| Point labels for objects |
[BEGIN]

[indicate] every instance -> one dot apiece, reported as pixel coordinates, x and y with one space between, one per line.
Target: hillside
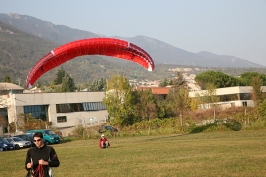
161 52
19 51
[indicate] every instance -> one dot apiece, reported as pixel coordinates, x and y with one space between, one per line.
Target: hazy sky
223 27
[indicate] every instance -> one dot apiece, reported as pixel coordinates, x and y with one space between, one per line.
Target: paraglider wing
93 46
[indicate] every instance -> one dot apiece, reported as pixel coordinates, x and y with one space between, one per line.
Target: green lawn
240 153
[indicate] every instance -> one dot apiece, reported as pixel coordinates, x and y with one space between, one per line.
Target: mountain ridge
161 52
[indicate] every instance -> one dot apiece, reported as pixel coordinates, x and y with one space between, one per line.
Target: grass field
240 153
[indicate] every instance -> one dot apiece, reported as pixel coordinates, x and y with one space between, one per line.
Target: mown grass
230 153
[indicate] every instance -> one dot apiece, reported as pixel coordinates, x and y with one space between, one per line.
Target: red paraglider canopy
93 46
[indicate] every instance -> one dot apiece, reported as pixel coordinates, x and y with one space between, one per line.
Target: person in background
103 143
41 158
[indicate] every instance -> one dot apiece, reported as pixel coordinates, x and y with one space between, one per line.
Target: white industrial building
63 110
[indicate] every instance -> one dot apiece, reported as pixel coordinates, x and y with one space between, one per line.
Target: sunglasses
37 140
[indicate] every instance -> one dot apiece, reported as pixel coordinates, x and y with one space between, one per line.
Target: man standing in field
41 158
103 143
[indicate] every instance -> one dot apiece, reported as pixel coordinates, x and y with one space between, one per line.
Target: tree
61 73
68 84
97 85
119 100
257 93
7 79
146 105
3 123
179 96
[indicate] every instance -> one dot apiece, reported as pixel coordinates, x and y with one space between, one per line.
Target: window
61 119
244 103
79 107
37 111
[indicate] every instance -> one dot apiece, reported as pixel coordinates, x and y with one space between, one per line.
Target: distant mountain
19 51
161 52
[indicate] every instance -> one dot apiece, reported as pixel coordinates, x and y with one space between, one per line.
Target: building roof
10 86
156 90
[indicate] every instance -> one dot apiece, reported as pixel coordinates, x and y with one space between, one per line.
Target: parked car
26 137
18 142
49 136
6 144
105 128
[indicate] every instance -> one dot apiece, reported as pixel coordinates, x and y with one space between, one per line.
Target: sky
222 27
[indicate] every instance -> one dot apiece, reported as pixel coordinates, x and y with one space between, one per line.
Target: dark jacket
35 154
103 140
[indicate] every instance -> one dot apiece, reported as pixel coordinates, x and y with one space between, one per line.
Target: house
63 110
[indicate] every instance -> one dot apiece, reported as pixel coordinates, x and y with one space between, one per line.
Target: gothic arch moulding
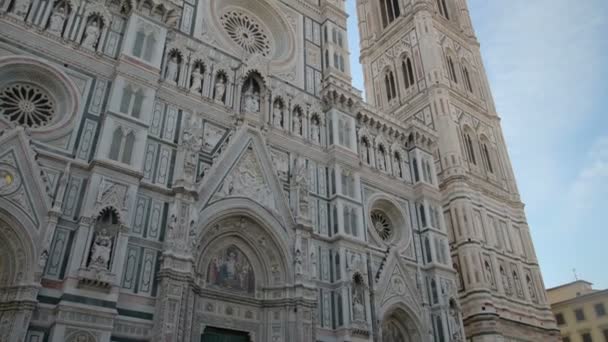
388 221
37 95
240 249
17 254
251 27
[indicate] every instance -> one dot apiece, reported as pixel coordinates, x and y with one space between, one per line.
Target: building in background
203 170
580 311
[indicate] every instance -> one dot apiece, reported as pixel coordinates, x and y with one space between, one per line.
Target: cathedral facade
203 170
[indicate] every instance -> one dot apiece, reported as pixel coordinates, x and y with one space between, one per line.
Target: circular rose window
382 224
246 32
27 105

[END]
[BEGIN]

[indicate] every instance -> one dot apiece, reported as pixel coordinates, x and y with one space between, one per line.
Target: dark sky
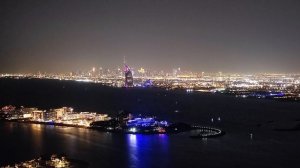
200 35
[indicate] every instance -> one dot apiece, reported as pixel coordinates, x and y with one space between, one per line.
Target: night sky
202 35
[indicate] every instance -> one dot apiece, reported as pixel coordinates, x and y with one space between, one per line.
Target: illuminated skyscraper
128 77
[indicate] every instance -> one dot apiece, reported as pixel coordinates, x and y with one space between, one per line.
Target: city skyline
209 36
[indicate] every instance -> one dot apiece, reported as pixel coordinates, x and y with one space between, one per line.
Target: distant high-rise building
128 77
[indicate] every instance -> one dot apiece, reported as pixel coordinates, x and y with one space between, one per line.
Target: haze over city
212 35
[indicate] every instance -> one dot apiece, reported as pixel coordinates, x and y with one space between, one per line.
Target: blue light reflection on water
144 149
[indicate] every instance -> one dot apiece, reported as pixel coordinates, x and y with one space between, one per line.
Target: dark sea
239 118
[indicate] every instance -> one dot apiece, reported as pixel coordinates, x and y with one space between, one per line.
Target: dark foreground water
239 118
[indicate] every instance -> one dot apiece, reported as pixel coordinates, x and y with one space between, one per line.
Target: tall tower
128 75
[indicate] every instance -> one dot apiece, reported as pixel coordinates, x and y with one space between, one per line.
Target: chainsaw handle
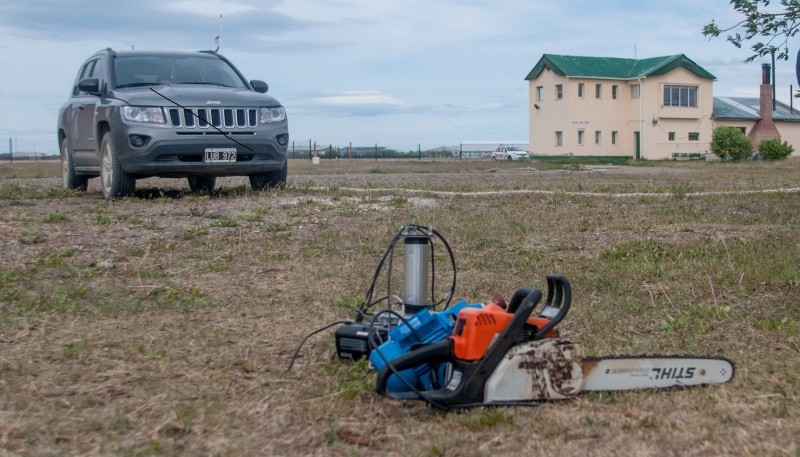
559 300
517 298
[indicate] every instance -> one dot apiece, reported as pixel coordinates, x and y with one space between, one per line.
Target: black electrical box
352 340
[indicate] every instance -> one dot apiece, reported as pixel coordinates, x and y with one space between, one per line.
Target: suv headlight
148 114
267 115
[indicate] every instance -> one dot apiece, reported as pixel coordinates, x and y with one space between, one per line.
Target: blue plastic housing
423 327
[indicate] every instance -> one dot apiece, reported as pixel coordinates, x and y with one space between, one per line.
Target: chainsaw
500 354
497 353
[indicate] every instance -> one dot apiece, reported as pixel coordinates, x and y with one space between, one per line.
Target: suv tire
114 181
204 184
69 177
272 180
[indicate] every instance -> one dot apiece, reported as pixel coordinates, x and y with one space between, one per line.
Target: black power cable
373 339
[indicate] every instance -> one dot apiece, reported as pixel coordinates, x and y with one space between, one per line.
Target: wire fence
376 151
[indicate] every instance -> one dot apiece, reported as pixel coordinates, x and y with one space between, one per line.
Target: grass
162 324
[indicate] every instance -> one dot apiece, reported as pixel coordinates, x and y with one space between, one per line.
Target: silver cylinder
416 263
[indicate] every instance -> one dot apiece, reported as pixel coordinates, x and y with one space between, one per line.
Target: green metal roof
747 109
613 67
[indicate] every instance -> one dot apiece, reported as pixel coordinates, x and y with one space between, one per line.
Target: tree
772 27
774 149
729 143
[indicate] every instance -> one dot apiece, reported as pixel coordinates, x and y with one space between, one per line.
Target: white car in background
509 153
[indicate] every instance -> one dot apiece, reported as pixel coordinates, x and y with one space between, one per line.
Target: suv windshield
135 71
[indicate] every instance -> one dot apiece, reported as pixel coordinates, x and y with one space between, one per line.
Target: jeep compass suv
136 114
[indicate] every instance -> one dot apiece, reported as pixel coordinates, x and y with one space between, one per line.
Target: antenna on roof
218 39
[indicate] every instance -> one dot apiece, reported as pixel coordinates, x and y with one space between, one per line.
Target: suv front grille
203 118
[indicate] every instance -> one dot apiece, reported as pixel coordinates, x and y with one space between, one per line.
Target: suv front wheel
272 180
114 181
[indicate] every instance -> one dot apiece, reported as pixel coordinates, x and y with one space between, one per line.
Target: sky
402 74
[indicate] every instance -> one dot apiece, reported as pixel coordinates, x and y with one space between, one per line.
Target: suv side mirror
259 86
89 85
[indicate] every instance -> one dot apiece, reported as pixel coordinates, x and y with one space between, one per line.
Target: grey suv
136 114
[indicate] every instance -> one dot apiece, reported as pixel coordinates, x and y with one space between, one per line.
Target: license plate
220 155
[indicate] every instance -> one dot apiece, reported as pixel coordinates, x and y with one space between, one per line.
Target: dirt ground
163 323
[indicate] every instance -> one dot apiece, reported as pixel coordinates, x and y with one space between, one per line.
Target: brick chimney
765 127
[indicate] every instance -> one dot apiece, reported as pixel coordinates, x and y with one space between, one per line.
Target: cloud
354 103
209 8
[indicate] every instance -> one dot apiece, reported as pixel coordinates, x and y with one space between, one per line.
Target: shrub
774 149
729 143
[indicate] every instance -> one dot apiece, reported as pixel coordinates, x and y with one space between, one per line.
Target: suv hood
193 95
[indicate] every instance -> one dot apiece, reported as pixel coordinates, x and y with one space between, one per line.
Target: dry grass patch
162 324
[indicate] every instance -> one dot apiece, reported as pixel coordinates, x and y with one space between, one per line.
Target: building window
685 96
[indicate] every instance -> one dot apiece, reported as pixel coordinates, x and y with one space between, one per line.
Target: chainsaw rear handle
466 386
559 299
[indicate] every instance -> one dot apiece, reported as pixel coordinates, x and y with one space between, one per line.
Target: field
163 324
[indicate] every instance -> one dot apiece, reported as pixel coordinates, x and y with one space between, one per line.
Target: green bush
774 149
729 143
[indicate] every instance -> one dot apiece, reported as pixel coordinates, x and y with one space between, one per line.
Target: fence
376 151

[END]

| PROBLEM TO SOLVE |
Pull out every line of the rows above that contains the string "field".

| TASK ANSWER |
Target: grass field
Target: man standing in field
Target: field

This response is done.